Segmentation mask data
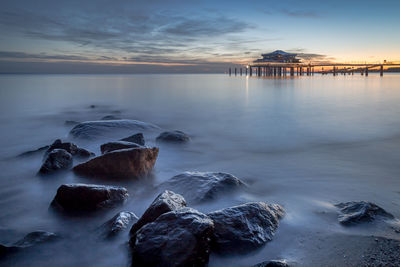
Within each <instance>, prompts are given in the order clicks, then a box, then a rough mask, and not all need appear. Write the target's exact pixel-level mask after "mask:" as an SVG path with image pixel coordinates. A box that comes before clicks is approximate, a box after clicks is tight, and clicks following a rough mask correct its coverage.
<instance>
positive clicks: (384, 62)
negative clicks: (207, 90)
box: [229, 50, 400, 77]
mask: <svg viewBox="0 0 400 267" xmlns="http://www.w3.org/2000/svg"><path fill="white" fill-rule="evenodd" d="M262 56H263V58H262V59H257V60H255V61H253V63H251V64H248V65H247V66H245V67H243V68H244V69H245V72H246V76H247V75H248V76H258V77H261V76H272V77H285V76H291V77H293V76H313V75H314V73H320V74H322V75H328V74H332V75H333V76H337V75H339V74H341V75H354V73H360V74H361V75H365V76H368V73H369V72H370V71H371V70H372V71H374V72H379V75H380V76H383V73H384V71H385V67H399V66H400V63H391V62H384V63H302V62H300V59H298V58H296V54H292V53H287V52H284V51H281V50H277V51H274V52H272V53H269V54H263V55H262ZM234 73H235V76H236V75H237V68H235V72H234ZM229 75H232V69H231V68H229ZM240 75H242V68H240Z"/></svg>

• [Task]: Rewrite the records with every "rough mask" changed to "coarse mask" and all other text left as it is. Leave the pictures out of your answer.

• [Final answer]:
Within each <instance>, prompts are given in the order clicks, then a box, then a coarse mask, and not all need appear. Write the target's exact pixel-level mask after "mask:" as an SVG path with image pixel coordinates. A box that comes before clicks is approximate, a box after clicks is tight, and clicks following a coarse mask correct its coverage.
<instance>
positive clicks: (384, 62)
negative clicks: (207, 90)
box: [229, 50, 400, 77]
mask: <svg viewBox="0 0 400 267" xmlns="http://www.w3.org/2000/svg"><path fill="white" fill-rule="evenodd" d="M262 56H263V58H262V59H257V60H255V61H253V63H251V64H248V65H247V66H245V67H243V68H244V69H245V72H246V76H247V75H248V76H258V77H261V76H272V77H285V76H291V77H293V76H313V75H314V73H320V74H322V75H328V74H332V75H333V76H337V75H339V74H341V75H354V73H360V74H361V75H365V76H368V73H369V72H370V71H371V70H372V71H374V72H379V75H380V76H383V73H384V71H385V67H399V66H400V63H391V62H384V63H302V62H300V59H298V58H296V54H292V53H287V52H284V51H281V50H277V51H274V52H272V53H269V54H263V55H262ZM234 73H235V76H236V75H237V68H235V72H234ZM229 75H232V69H231V68H229ZM240 75H242V68H240Z"/></svg>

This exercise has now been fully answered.